Task brief: Repeat the entire listing exactly as written.

Data for this task:
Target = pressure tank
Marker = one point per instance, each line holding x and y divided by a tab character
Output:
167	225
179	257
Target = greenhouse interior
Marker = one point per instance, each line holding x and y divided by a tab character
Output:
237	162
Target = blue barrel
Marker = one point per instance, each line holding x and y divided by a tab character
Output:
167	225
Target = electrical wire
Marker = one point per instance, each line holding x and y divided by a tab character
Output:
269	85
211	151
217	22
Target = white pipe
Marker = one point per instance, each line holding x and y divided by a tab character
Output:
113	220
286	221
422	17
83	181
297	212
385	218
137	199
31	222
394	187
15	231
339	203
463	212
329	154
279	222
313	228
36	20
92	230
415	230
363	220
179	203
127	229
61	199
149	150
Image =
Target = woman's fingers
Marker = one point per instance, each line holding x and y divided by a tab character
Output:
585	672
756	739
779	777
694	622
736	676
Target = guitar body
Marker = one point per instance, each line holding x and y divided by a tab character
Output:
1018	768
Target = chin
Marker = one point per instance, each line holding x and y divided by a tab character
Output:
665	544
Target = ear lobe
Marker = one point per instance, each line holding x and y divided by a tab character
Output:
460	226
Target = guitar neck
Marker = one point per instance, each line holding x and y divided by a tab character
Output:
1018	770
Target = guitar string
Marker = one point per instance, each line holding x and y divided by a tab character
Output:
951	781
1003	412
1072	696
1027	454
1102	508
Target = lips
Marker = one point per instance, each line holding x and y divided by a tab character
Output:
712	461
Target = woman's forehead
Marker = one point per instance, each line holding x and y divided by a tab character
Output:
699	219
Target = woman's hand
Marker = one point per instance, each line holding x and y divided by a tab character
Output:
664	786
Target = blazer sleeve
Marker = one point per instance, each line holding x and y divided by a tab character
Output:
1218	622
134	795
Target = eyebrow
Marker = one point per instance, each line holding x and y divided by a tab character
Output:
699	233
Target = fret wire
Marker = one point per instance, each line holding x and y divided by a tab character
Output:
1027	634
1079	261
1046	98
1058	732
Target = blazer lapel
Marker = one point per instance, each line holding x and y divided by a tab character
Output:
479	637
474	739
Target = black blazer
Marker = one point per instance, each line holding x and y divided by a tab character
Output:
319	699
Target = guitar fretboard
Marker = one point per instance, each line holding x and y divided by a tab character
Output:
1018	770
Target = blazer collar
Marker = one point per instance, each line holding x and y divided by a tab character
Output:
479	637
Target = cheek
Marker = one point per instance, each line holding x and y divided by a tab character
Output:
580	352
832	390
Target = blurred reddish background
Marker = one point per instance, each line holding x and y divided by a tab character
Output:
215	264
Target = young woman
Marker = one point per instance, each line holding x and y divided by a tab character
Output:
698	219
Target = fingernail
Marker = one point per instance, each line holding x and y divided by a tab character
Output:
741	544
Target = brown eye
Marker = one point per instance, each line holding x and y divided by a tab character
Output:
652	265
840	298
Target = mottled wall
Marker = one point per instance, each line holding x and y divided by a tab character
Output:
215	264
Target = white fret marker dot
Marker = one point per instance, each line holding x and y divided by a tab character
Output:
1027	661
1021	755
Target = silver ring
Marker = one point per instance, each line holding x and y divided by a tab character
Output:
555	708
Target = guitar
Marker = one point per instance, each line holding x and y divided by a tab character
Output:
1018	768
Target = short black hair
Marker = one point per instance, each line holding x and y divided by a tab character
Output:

Exercise answer:
Target = pressure tank
Marker = one point per instance, each line holding x and y divided by a tab character
Output:
167	225
179	257
Target = greenhouse interior
Marker = one point per instance, each line holding x and y divided by a tab character
Output:
237	162
Target = blue barrel
Marker = one point per instance, each line holding x and y divided by a tab character
Output:
167	225
Target = electrical wire
Marker = one point per instance, each line holding x and y divided by a tab character
Output:
269	85
211	151
217	22
Target = white pipe
Marker = one point per instance, each line holding x and y divided by a tab character
Output:
113	220
286	221
422	17
83	181
297	212
385	218
137	199
31	222
394	187
15	231
339	203
463	212
329	154
279	222
313	228
36	20
92	230
415	230
363	220
179	203
127	229
61	199
149	150
Image =
Target = woman's fingers
Marker = one point per instance, each line holding x and y divided by a tab character
Output:
585	672
756	739
779	777
694	622
736	676
Target = guitar body
Marker = one point per instance, each line holding x and y divided by a tab character
Output:
1018	768
Target = chin
Marker = one point per instance, each line holding x and y divided by a tab character
Output:
665	544
Target = ear lobe
Marker = one point per instance, each line holding x and y divided by a tab character
Output:
460	226
Target = guitar neck
Marker = one point per instance, each line holding x and y divided by a tab character
Output:
1018	770
Target = guitar string
Marker = one point per instance, each line holding x and y divided by a tab character
Output:
951	781
1003	412
1072	696
1027	454
1102	508
Target = lips
Marker = one point per instance, each line holding x and y divided by a tab character
Output:
712	461
Target = woman's forehead
Marker = one point per instance, each line holding x and y divided by a tab character
Output:
699	219
Target = woman's hand
Marker = one point per instance, each line holding x and y divided by a tab character
Output:
664	786
Target = blazer sleeve
Marker = one point per instance, each line holding x and y divided by a tab character
Output:
1218	622
134	795
Target = eyebrow
Marker = one point per instance, each line holding x and y divided by a tab character
Output:
699	233
Target = fret wire
Marker = one point per instance, each line holding x and y divided by a tab character
Output:
1027	634
1079	261
1046	98
1058	732
Target = blazer lapel
Marker = one point per instance, each line holding x and y divided by a tab character
Output:
479	637
474	739
Target = black blazer
Marker = one point per instance, each line holding x and y divided by a tab character
Output:
319	699
Target = guitar fretboard
Marker = one point per instance, each line holding x and y divided by a tab character
Output:
1018	770
Target = blazer collar
Marker = one point per instance, each line holding x and y divided by a tab character
Output:
479	637
Target = cheek
Marker = one point per instance, each line holding x and y divided by a tab character
Output:
580	352
832	390
Target = blurred reddish background
Marker = one point per instance, each line holding x and y divided by a tab character
Output:
215	264
Target = young woman
Marker = one point per instance, each line holding x and y divided by a tab character
Output:
698	219
Target = fingernail
Marker = one point per instance, each line holding x and y divided by a tab character
Output:
741	544
Target = brown eye
Marker = one point per instance, each line holding x and y divided by a tab character
Output:
652	265
840	298
Target = mottled wall
Marker = one point per instance, each line holding x and y divided by a tab character
Output:
215	264
Target = white fret marker dot
Marker = one point per instance, each line holding x and y divided by a tab character
Output:
1027	661
1021	755
Target = silver ring
Marker = one point per instance, each line holding x and y divided by a tab character
Output:
555	708
Target = guitar
Marker = one point per instance, each line holding x and y divided by a tab character
Output:
1018	768
Target = short black hair
Marker = one point per instance, each line holding x and y divided by a tab character
Output:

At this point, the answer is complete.